READING PASSAGE:
News That Could Make You Feel Very Happy! (Or Not)

How you cope with life comes down to the receptors in your genes

In another example of life’s fundamental unfairness, researchers at UCLA have managed to isolate a gene that’s linked to optimism, self-esteem and “mastery”—the sense that you’re in charge of your own destiny. According to Shelley E. Taylor, a psychologist and senior author of a new study, your basic sunny-ness or lack thereof is due to your oxytocin receptor gene, or OXTR, which regulates your susceptibility to stress, mental disorders and lousy interpersonal skills. Oxytocin is a hormone that the body puts out in times of stress; research has shown it’s linked to empathy and other positive social skills.

There are two versions of the OXTR, the A and the G. You want two G’s, not two A’s or an A and a G, since either of the latter means you’re less optimistic, are more likely to exhibit depressive symptoms and have lower self-esteem than lucky GG types.

This makes sense. All of us know people who are incredibly adept at rolling with life’s punches—who take whatever comes along, absorb the blows, and keep on keeping on. We also all know folks for whom the slightest road bump turns into Kilimanjaro. If you’re the former, the latter type of people must seem incredibly needy and self-absorbed and annoying. If you’re the latter, I imagine observing fellow humans who don’t get thrown off their stride by anything must make you want to scratch out their eyes.

Data items:
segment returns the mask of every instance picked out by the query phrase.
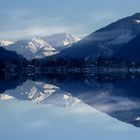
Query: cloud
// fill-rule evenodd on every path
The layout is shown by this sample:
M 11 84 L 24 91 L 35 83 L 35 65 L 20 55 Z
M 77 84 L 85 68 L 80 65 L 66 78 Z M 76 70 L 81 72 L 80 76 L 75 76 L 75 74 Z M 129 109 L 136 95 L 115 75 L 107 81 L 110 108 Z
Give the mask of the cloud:
M 21 39 L 68 32 L 76 34 L 82 30 L 80 24 L 69 24 L 62 17 L 50 17 L 33 13 L 30 10 L 15 10 L 0 23 L 0 39 Z

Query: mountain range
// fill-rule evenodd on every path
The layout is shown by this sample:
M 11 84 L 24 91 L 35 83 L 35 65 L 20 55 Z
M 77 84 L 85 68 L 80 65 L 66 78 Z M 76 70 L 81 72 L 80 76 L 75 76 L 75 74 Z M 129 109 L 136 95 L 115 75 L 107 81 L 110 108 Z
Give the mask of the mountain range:
M 15 51 L 26 59 L 43 58 L 58 53 L 73 43 L 79 41 L 71 34 L 60 33 L 52 36 L 33 37 L 28 40 L 0 41 L 0 46 L 6 50 Z
M 91 33 L 70 48 L 62 50 L 55 57 L 94 59 L 117 56 L 119 58 L 122 54 L 127 53 L 127 47 L 122 46 L 127 46 L 126 44 L 135 37 L 137 38 L 139 34 L 140 13 L 136 13 Z M 133 47 L 129 47 L 129 49 L 136 51 Z

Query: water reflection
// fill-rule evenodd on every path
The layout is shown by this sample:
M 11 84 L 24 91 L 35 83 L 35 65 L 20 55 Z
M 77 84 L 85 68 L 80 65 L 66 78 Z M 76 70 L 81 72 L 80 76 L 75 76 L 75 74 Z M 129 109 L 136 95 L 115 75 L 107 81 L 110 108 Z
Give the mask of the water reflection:
M 122 122 L 140 127 L 140 79 L 57 76 L 0 81 L 1 100 L 68 107 L 87 104 Z

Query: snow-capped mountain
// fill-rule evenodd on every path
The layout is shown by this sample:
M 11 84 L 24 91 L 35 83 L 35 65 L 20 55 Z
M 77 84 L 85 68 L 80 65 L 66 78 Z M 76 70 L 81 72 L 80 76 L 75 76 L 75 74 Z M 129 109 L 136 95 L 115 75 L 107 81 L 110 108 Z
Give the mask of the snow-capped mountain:
M 56 57 L 96 58 L 111 57 L 121 45 L 129 42 L 140 33 L 140 13 L 118 20 L 95 31 L 70 48 L 61 51 Z
M 9 46 L 11 44 L 13 44 L 14 42 L 12 41 L 8 41 L 8 40 L 1 40 L 0 41 L 0 46 L 4 47 L 4 46 Z
M 58 33 L 51 36 L 45 36 L 42 38 L 43 40 L 51 44 L 58 51 L 70 47 L 73 43 L 76 43 L 81 40 L 80 37 L 75 37 L 69 33 Z
M 0 94 L 1 100 L 16 98 L 18 100 L 29 100 L 33 103 L 45 103 L 54 106 L 67 107 L 79 103 L 80 100 L 72 97 L 69 93 L 62 91 L 59 87 L 44 82 L 26 81 L 16 89 L 6 90 Z
M 39 37 L 34 37 L 31 40 L 18 40 L 5 47 L 5 49 L 15 51 L 18 54 L 23 55 L 28 60 L 43 58 L 57 53 L 50 44 Z

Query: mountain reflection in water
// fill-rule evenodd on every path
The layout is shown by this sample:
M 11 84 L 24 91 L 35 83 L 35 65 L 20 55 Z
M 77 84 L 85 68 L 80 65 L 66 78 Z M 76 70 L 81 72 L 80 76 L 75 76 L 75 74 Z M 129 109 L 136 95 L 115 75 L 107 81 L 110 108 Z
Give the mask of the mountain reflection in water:
M 67 107 L 83 102 L 122 122 L 140 127 L 140 79 L 46 76 L 1 79 L 0 98 Z

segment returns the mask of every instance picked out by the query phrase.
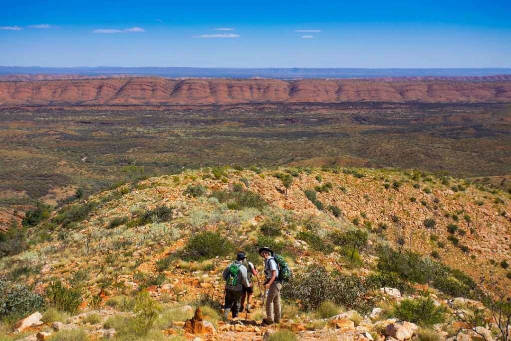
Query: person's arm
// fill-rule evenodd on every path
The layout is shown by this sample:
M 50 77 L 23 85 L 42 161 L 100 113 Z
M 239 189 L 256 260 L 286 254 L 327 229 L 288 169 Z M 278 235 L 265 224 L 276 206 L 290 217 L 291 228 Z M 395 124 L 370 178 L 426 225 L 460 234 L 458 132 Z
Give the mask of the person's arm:
M 228 271 L 229 271 L 228 266 L 225 268 L 224 270 L 224 272 L 222 272 L 222 278 L 224 279 L 224 281 L 227 279 L 227 274 Z
M 250 271 L 252 271 L 252 274 L 254 276 L 257 276 L 259 274 L 259 272 L 258 272 L 257 271 L 257 270 L 256 269 L 256 266 L 254 265 L 251 263 L 250 263 Z
M 277 278 L 277 263 L 273 260 L 270 260 L 269 263 L 270 269 L 271 270 L 271 277 L 266 285 L 266 288 L 269 288 L 270 286 L 271 285 L 272 283 L 275 281 L 275 279 Z
M 242 282 L 246 288 L 250 287 L 250 283 L 248 281 L 248 277 L 247 276 L 247 268 L 243 267 L 241 270 Z

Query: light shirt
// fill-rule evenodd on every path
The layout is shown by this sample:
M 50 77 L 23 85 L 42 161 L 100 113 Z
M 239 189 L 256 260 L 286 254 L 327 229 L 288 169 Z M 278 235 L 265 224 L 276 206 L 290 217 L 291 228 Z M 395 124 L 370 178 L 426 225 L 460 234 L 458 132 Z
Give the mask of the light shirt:
M 276 271 L 276 277 L 275 278 L 275 281 L 278 280 L 278 266 L 277 262 L 275 261 L 275 258 L 270 257 L 264 262 L 264 275 L 266 277 L 267 280 L 271 278 L 271 274 L 273 270 Z
M 235 264 L 238 266 L 239 271 L 238 271 L 238 282 L 235 286 L 228 285 L 225 283 L 225 289 L 231 290 L 235 291 L 241 291 L 243 289 L 243 286 L 248 287 L 250 283 L 247 278 L 247 268 L 245 265 L 241 264 L 241 262 L 239 260 L 235 260 L 234 262 L 229 264 L 222 274 L 222 278 L 224 281 L 227 280 L 227 276 L 229 275 L 229 267 L 231 264 Z

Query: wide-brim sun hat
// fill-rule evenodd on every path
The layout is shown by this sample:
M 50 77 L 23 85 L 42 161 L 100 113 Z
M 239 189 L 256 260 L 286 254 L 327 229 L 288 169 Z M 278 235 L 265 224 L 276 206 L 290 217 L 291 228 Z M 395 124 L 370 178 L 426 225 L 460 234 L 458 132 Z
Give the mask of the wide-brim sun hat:
M 259 249 L 259 252 L 258 253 L 260 255 L 261 255 L 261 253 L 263 252 L 263 251 L 268 251 L 268 252 L 270 253 L 270 255 L 271 255 L 272 256 L 273 255 L 273 251 L 269 247 L 266 247 L 266 246 L 261 247 L 261 248 Z

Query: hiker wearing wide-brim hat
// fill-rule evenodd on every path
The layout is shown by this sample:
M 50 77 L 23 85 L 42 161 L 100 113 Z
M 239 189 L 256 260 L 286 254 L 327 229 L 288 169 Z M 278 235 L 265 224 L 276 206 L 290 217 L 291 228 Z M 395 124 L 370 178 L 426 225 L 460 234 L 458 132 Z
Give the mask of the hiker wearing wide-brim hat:
M 246 263 L 245 263 L 245 266 L 247 268 L 247 278 L 248 279 L 248 282 L 250 282 L 251 285 L 250 286 L 243 286 L 242 288 L 242 293 L 241 294 L 241 307 L 240 308 L 240 312 L 243 311 L 244 309 L 246 310 L 246 316 L 248 317 L 248 313 L 250 312 L 250 309 L 251 307 L 250 306 L 250 298 L 252 297 L 252 295 L 253 294 L 253 281 L 252 278 L 253 276 L 257 277 L 257 275 L 259 274 L 257 269 L 256 268 L 256 266 L 253 263 L 250 262 L 249 260 L 247 259 L 246 257 L 245 258 L 245 260 Z M 245 302 L 246 302 L 246 306 L 245 306 Z
M 261 256 L 262 256 L 263 255 L 261 254 L 261 253 L 263 252 L 263 251 L 266 251 L 267 252 L 270 253 L 270 256 L 273 256 L 273 250 L 272 250 L 269 247 L 264 247 L 264 246 L 263 247 L 261 247 L 261 248 L 259 249 L 259 252 L 258 253 L 259 253 L 259 255 L 260 255 Z
M 267 325 L 278 323 L 281 321 L 281 290 L 282 283 L 278 279 L 278 266 L 273 258 L 273 251 L 269 247 L 261 247 L 259 255 L 264 259 L 264 282 L 266 295 L 266 318 L 263 323 Z
M 226 319 L 229 311 L 233 314 L 233 319 L 238 316 L 243 288 L 251 286 L 247 278 L 247 268 L 242 264 L 246 258 L 244 252 L 238 253 L 236 259 L 229 264 L 222 274 L 222 277 L 225 281 L 224 316 Z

ACTIVITY: In the article on the optimism gene, which pairing of OXTR versions is the one you want to have?

WRITTEN SOLUTION: Two G versions (GG).